_What to work on_. Pick out and copy each line of the records that contains the string "ymax".

_Input data_.
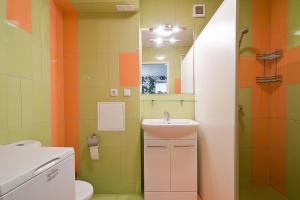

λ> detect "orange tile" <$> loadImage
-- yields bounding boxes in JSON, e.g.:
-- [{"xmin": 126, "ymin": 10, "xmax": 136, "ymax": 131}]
[
  {"xmin": 50, "ymin": 1, "xmax": 65, "ymax": 146},
  {"xmin": 252, "ymin": 148, "xmax": 270, "ymax": 186},
  {"xmin": 252, "ymin": 118, "xmax": 270, "ymax": 148},
  {"xmin": 270, "ymin": 119, "xmax": 286, "ymax": 194},
  {"xmin": 119, "ymin": 52, "xmax": 140, "ymax": 87},
  {"xmin": 6, "ymin": 0, "xmax": 32, "ymax": 33},
  {"xmin": 50, "ymin": 0, "xmax": 80, "ymax": 172},
  {"xmin": 287, "ymin": 46, "xmax": 300, "ymax": 84},
  {"xmin": 239, "ymin": 56, "xmax": 257, "ymax": 87}
]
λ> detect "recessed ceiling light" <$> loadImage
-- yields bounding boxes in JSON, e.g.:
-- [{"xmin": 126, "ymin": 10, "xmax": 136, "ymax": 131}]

_Full solution_.
-- [{"xmin": 126, "ymin": 10, "xmax": 136, "ymax": 131}]
  {"xmin": 50, "ymin": 1, "xmax": 65, "ymax": 146},
  {"xmin": 252, "ymin": 148, "xmax": 270, "ymax": 186},
  {"xmin": 252, "ymin": 118, "xmax": 270, "ymax": 148},
  {"xmin": 270, "ymin": 119, "xmax": 286, "ymax": 194},
  {"xmin": 119, "ymin": 52, "xmax": 140, "ymax": 87},
  {"xmin": 6, "ymin": 0, "xmax": 32, "ymax": 33},
  {"xmin": 50, "ymin": 0, "xmax": 80, "ymax": 172},
  {"xmin": 287, "ymin": 46, "xmax": 300, "ymax": 84},
  {"xmin": 239, "ymin": 56, "xmax": 257, "ymax": 87}
-- [{"xmin": 126, "ymin": 10, "xmax": 136, "ymax": 131}]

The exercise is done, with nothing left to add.